■ **Set problem**: From the entries below, copy every line that contains the string "target".

■ **Exercise input**:
------------------------
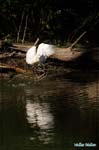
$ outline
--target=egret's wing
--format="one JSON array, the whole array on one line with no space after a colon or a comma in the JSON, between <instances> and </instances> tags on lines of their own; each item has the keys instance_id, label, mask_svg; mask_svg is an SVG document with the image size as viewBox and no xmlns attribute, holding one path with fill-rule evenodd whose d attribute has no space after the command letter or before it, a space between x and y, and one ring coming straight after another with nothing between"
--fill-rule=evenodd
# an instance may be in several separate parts
<instances>
[{"instance_id":1,"label":"egret's wing","mask_svg":"<svg viewBox=\"0 0 99 150\"><path fill-rule=\"evenodd\" d=\"M54 54L54 46L41 43L37 49L37 55L49 57Z\"/></svg>"},{"instance_id":2,"label":"egret's wing","mask_svg":"<svg viewBox=\"0 0 99 150\"><path fill-rule=\"evenodd\" d=\"M26 53L27 64L33 64L35 56L36 56L36 46L33 46Z\"/></svg>"}]
</instances>

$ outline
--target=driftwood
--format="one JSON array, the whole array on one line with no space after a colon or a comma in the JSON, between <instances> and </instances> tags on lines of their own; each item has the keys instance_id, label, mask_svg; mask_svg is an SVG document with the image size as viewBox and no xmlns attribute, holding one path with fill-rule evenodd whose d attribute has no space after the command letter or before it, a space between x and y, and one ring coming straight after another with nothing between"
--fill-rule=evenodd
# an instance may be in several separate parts
<instances>
[{"instance_id":1,"label":"driftwood","mask_svg":"<svg viewBox=\"0 0 99 150\"><path fill-rule=\"evenodd\" d=\"M13 71L16 73L26 73L26 70L21 69L19 67L14 67L14 66L10 66L10 65L6 65L6 64L0 64L0 70L3 71Z\"/></svg>"},{"instance_id":2,"label":"driftwood","mask_svg":"<svg viewBox=\"0 0 99 150\"><path fill-rule=\"evenodd\" d=\"M12 57L14 54L15 54L15 52L12 52L12 53L2 53L2 54L0 54L0 59L5 59L5 58Z\"/></svg>"},{"instance_id":3,"label":"driftwood","mask_svg":"<svg viewBox=\"0 0 99 150\"><path fill-rule=\"evenodd\" d=\"M62 61L72 61L80 57L84 53L85 50L81 48L80 49L74 48L73 51L71 51L70 48L56 48L55 54L50 57Z\"/></svg>"}]
</instances>

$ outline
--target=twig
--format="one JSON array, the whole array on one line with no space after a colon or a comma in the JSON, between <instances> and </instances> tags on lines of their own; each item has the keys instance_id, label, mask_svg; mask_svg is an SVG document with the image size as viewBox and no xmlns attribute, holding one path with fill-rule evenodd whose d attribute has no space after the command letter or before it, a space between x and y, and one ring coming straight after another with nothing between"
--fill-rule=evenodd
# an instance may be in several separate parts
<instances>
[{"instance_id":1,"label":"twig","mask_svg":"<svg viewBox=\"0 0 99 150\"><path fill-rule=\"evenodd\" d=\"M37 43L39 42L39 38L37 38L37 40L35 41L35 43L34 43L34 46L36 46L37 45Z\"/></svg>"},{"instance_id":2,"label":"twig","mask_svg":"<svg viewBox=\"0 0 99 150\"><path fill-rule=\"evenodd\" d=\"M22 12L21 22L20 22L20 25L19 25L18 33L17 33L17 43L19 42L19 39L20 39L20 31L21 31L21 27L22 27L23 17L24 17L24 11Z\"/></svg>"},{"instance_id":3,"label":"twig","mask_svg":"<svg viewBox=\"0 0 99 150\"><path fill-rule=\"evenodd\" d=\"M25 28L24 28L24 33L23 33L22 44L24 43L25 36L26 36L27 23L28 23L28 15L26 16L26 20L25 20Z\"/></svg>"}]
</instances>

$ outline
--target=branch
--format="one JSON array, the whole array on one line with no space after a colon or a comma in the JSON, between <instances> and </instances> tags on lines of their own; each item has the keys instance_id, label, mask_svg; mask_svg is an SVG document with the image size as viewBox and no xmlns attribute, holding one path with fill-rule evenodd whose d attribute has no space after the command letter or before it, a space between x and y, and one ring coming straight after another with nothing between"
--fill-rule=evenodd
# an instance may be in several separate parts
<instances>
[{"instance_id":1,"label":"branch","mask_svg":"<svg viewBox=\"0 0 99 150\"><path fill-rule=\"evenodd\" d=\"M72 49L76 44L77 42L87 33L87 31L84 31L77 39L76 41L74 41L71 46L70 46L70 49Z\"/></svg>"},{"instance_id":2,"label":"branch","mask_svg":"<svg viewBox=\"0 0 99 150\"><path fill-rule=\"evenodd\" d=\"M13 72L17 72L17 73L26 73L26 70L21 69L19 67L12 67L6 64L0 64L0 69L2 70L6 70L6 71L13 71ZM3 72L3 71L2 71Z\"/></svg>"}]
</instances>

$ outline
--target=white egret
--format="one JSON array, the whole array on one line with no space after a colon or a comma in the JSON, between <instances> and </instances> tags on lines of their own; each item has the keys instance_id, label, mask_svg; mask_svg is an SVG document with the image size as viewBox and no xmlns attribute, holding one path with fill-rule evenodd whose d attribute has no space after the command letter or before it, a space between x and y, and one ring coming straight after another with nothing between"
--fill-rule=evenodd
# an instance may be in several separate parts
<instances>
[{"instance_id":1,"label":"white egret","mask_svg":"<svg viewBox=\"0 0 99 150\"><path fill-rule=\"evenodd\" d=\"M54 54L54 46L41 43L38 48L31 47L26 53L26 63L33 65L37 62L44 62L49 56Z\"/></svg>"}]
</instances>

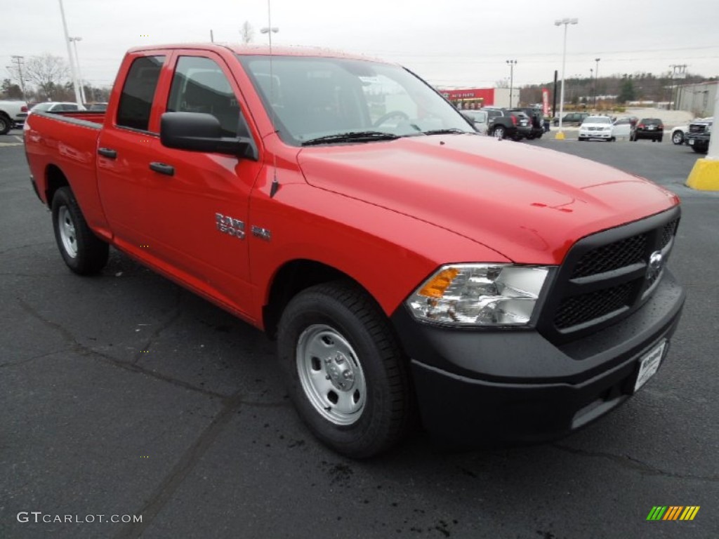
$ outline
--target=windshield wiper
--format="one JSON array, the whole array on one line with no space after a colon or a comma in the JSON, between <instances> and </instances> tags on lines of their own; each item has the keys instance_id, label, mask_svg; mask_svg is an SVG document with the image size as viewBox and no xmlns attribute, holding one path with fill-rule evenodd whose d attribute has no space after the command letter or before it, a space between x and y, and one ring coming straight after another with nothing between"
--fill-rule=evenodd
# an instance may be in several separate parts
<instances>
[{"instance_id":1,"label":"windshield wiper","mask_svg":"<svg viewBox=\"0 0 719 539\"><path fill-rule=\"evenodd\" d=\"M463 129L458 129L457 127L452 127L449 129L430 129L429 131L423 131L423 134L472 134L471 131L464 131ZM476 133L475 133L476 134Z\"/></svg>"},{"instance_id":2,"label":"windshield wiper","mask_svg":"<svg viewBox=\"0 0 719 539\"><path fill-rule=\"evenodd\" d=\"M353 131L349 133L337 133L310 139L303 142L302 145L314 146L332 142L369 142L372 140L395 140L398 138L400 138L398 135L381 131Z\"/></svg>"}]
</instances>

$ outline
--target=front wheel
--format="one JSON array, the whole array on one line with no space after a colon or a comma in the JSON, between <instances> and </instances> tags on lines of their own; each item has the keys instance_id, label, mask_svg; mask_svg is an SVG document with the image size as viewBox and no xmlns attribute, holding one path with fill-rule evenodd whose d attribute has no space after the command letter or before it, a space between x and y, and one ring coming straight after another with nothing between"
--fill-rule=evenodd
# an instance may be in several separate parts
<instances>
[{"instance_id":1,"label":"front wheel","mask_svg":"<svg viewBox=\"0 0 719 539\"><path fill-rule=\"evenodd\" d=\"M52 228L63 259L75 273L98 273L107 264L109 246L90 230L69 187L52 197Z\"/></svg>"},{"instance_id":2,"label":"front wheel","mask_svg":"<svg viewBox=\"0 0 719 539\"><path fill-rule=\"evenodd\" d=\"M283 313L278 355L314 435L347 456L386 451L409 423L407 366L379 306L341 281L298 294Z\"/></svg>"}]
</instances>

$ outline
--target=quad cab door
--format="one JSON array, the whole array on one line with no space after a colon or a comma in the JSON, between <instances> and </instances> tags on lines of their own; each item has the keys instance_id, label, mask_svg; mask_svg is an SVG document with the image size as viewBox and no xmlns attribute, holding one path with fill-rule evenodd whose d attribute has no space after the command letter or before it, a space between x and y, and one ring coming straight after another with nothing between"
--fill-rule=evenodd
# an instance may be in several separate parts
<instances>
[{"instance_id":1,"label":"quad cab door","mask_svg":"<svg viewBox=\"0 0 719 539\"><path fill-rule=\"evenodd\" d=\"M168 148L160 142L165 112L207 113L223 136L249 137L247 110L224 60L209 51L175 50L157 86L150 131L138 165L139 180L128 181L137 211L122 217L150 262L196 291L241 315L254 309L247 240L249 193L258 161L233 155ZM136 156L137 158L139 156Z\"/></svg>"}]
</instances>

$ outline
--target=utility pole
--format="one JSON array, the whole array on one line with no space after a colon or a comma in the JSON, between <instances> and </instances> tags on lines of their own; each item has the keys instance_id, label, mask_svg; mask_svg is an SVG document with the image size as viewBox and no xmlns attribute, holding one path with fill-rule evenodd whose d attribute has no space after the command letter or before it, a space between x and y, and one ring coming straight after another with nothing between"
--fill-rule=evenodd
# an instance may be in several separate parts
<instances>
[{"instance_id":1,"label":"utility pole","mask_svg":"<svg viewBox=\"0 0 719 539\"><path fill-rule=\"evenodd\" d=\"M78 80L80 81L80 96L83 98L83 103L87 103L87 99L85 97L85 85L83 84L83 73L80 70L80 57L78 55L78 42L82 41L82 37L68 37L73 45L75 46L75 65L78 66Z\"/></svg>"},{"instance_id":2,"label":"utility pole","mask_svg":"<svg viewBox=\"0 0 719 539\"><path fill-rule=\"evenodd\" d=\"M12 63L17 65L17 73L20 78L20 91L22 92L22 101L27 101L27 98L25 97L25 80L22 78L22 65L24 63L25 57L13 55L11 57L12 58Z\"/></svg>"},{"instance_id":3,"label":"utility pole","mask_svg":"<svg viewBox=\"0 0 719 539\"><path fill-rule=\"evenodd\" d=\"M595 58L594 61L597 63L597 69L594 70L594 108L597 108L597 83L599 81L599 60L601 58Z\"/></svg>"},{"instance_id":4,"label":"utility pole","mask_svg":"<svg viewBox=\"0 0 719 539\"><path fill-rule=\"evenodd\" d=\"M675 78L684 78L687 76L687 64L672 64L669 65L672 71L669 76L672 78L672 83L669 86L669 110L672 110L672 102L674 101L674 110L677 110L677 105L679 104L674 99L674 80Z\"/></svg>"},{"instance_id":5,"label":"utility pole","mask_svg":"<svg viewBox=\"0 0 719 539\"><path fill-rule=\"evenodd\" d=\"M75 62L73 61L73 50L70 46L70 36L68 35L68 23L65 21L65 9L63 7L63 0L58 0L58 1L60 2L60 14L63 17L65 44L68 46L68 58L70 59L70 69L73 72L73 86L75 88L75 101L78 104L81 104L83 102L83 96L80 93L80 85L78 83L78 74L75 70Z\"/></svg>"},{"instance_id":6,"label":"utility pole","mask_svg":"<svg viewBox=\"0 0 719 539\"><path fill-rule=\"evenodd\" d=\"M512 91L514 89L514 66L517 65L517 60L508 60L509 64L509 108L512 108Z\"/></svg>"}]
</instances>

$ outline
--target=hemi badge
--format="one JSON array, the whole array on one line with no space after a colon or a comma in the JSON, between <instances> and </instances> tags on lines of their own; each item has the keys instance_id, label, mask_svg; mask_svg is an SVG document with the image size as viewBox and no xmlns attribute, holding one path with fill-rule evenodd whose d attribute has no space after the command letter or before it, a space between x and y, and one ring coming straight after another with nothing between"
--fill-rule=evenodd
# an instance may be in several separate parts
<instances>
[{"instance_id":1,"label":"hemi badge","mask_svg":"<svg viewBox=\"0 0 719 539\"><path fill-rule=\"evenodd\" d=\"M272 239L272 232L267 229L252 225L251 230L252 231L252 236L256 236L260 239L264 239L265 241L269 241Z\"/></svg>"}]
</instances>

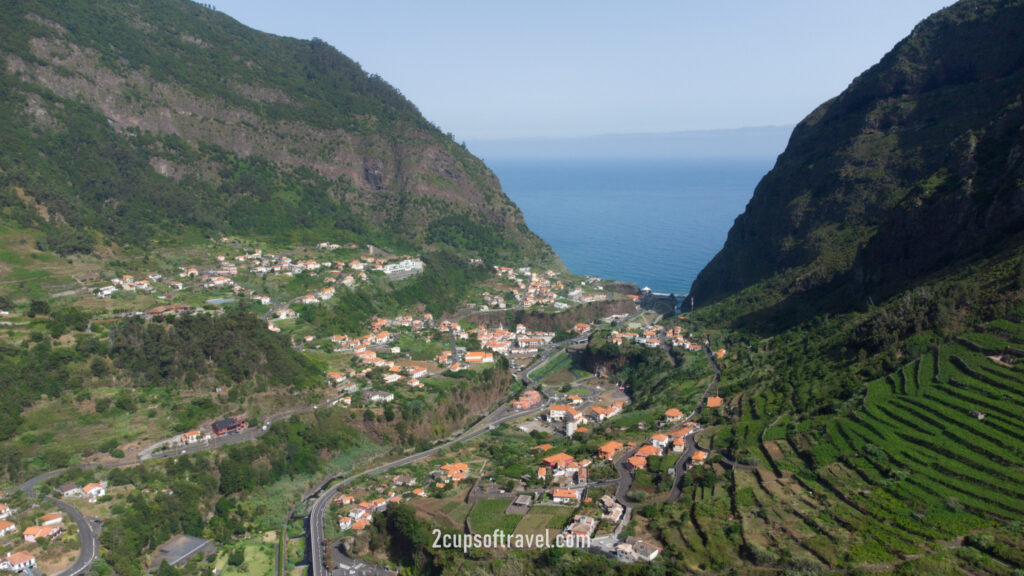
------------------------
■ **Result of the exercise**:
--target=egret's wing
--target=driftwood
--target=twig
--target=branch
--target=white egret
--target=windshield wiper
--target=front wheel
--target=quad cab door
--target=utility pole
--target=hemi badge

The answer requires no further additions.